What to work on
1) In the cheesecake muffin post, turn the paragraph beginning "Preheat your oven to 350 degrees" into a short list of steps that keeps its main facts.
2) According to the cheesecake muffin post, how much batter did the writer measure out for each muffin?
3) Reproduce everything in the cheesecake muffin post from "This is meant" down to "data, ya know…)", substituting "cupcake tin" for "muffin pan".

*** Opening of Exercise text ***

Keto Recipes - Created Date : 20.11.2019

Low Carb Cheesecake Muffin Recipe FAIL! I Barely Saved Them…

Low Carb Cheesecake Muffin Recipe FAIL! I Barely Saved Them…

Low Carb Cheesecake Muffin Recipe FAIL! I Barely Saved Them…

You know how it goes. You find this amazing low carb recipe online and you have all the ingredients on hand… so you whip it up! ?? Well, normal people do. I rarely cook lol. So when I test a recipe – it’s either a total disaster, or it turns out AMAZING (total shocker!) and becomes a favorite. You never really know though until you put it to the true test, right? I’m sure I’m not alone here…

Have you ever tried what seemed like a great low carb recipe – but it ended up being a total flop?

I do think this recipe could be saved, which is why I’m going to share it with you. But I don’t think I’ll use it again myself – ever. And I’ll explain why.

Low Carb Cheesecake Muffins Recipe

This is a pretty common recipe floating around all over the web with slight variations. But the base recipe is pretty much the same. I decided to try this recipe because it looked pretty ?? lol. But also because it fits into my personal criteria: very few ingredients. Obviously you can mix it up to suit your personal taste.

I notice a lot of people tend to put tons of artificial sweetener in this, but I don’t like things “sweet” – outside of the natural sweetness of things like berries & pecans (and yes, if you’re in ketosis, pecans DO taste sweet!).

Preheat your oven to 350 degrees. Soften the cream cheese block (I put mine in the microwave). Use a hand mixer to blend the cream cheese, egg, vanilla extract and sugar free syrup (or other sweetener). Mix well until all the lumps are out.

This is meant to make SIX Low Carb Cheesecake Muffins.

I used a traditional muffin pan, and carefully measured out my batter to 1/4 cup of batter per “muffin” (so I could accurately track the carb count & macros for individual muffins) – and I ended up with SEVEN muffins.

(You only see 6 in the photo, but I promise you there was a 7th. Not that it really matters, because I dropped it later – lol. But for accurate nutrition data, ya know…)

*** Close of Exercise text ***
*** Opening of Study material ***

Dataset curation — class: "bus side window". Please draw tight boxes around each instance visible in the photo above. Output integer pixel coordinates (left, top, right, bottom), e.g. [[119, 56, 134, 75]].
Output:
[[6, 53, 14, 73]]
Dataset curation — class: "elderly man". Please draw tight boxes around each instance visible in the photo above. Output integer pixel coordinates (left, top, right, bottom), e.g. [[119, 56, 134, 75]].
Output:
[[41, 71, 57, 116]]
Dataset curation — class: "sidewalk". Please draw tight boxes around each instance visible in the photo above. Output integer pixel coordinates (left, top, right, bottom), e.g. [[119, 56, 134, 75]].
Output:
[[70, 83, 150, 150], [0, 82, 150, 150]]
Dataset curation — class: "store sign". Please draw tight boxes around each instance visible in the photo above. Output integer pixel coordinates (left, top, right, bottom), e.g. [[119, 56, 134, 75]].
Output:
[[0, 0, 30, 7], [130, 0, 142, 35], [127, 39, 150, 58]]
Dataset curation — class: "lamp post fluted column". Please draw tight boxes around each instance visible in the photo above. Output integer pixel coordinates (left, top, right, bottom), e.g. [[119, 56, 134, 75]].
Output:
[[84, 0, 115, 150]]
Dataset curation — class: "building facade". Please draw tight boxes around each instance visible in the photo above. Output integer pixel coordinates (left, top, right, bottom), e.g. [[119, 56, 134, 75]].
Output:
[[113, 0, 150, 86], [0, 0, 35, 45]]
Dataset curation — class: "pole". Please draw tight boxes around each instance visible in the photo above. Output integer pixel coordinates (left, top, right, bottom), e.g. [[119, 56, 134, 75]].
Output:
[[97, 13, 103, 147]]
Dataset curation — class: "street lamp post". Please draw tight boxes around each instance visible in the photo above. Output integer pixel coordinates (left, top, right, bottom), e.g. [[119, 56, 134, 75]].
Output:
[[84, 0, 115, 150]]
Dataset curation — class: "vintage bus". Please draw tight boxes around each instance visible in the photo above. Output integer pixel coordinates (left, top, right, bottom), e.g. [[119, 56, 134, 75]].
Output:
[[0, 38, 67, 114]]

*** Close of Study material ***

Solutions
1)
- Preheat the oven to 350 degrees.
- Soften the cream cheese block, for example in the microwave.
- Blend the cream cheese, egg, vanilla extract and sugar free syrup (or other sweetener) with a hand mixer.
- Mix well until no lumps remain.

2) 1/4 cup of batter per muffin.

3)
This is meant to make SIX Low Carb Cheesecake Muffins.

I used a traditional cupcake tin, and carefully measured out my batter to 1/4 cup of batter per “muffin” (so I could accurately track the carb count & macros for individual muffins) – and I ended up with SEVEN muffins.

(You only see 6 in the photo, but I promise you there was a 7th. Not that it really matters, because I dropped it later – lol. But for accurate nutrition data, ya know…)